# Start of Provided records

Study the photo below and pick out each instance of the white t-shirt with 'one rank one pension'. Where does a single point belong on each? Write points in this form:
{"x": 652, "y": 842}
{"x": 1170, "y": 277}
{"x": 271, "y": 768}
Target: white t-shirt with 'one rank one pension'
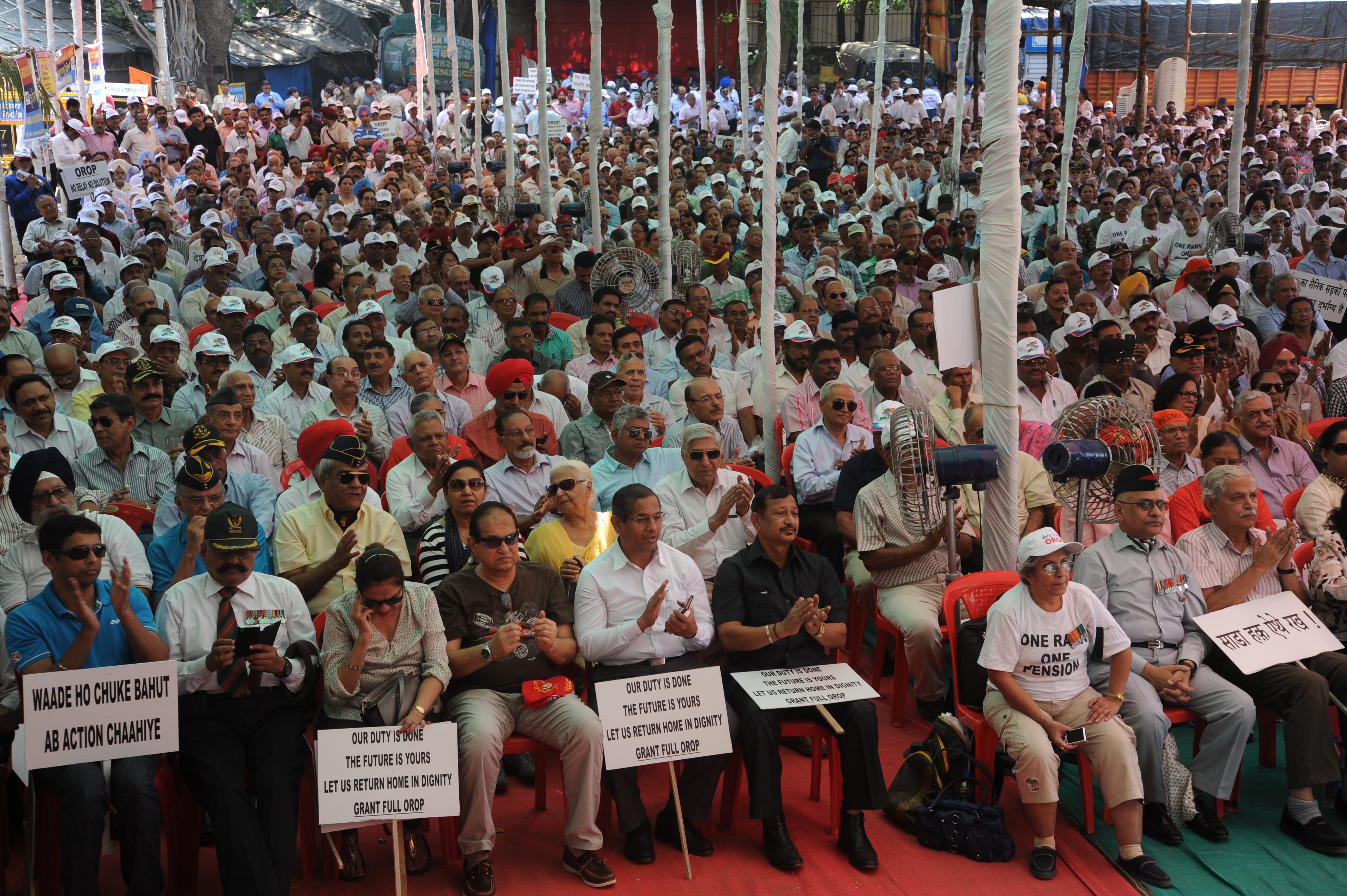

# End of Provided records

Reproduce every line of the records above verbatim, omitting the picture.

Study the photo below and pick out each instance of the white t-shirt with 'one rank one pension'. Where does a single point belong on each? Write points in this form:
{"x": 652, "y": 842}
{"x": 1170, "y": 277}
{"x": 271, "y": 768}
Target: white t-shirt with 'one rank one pension'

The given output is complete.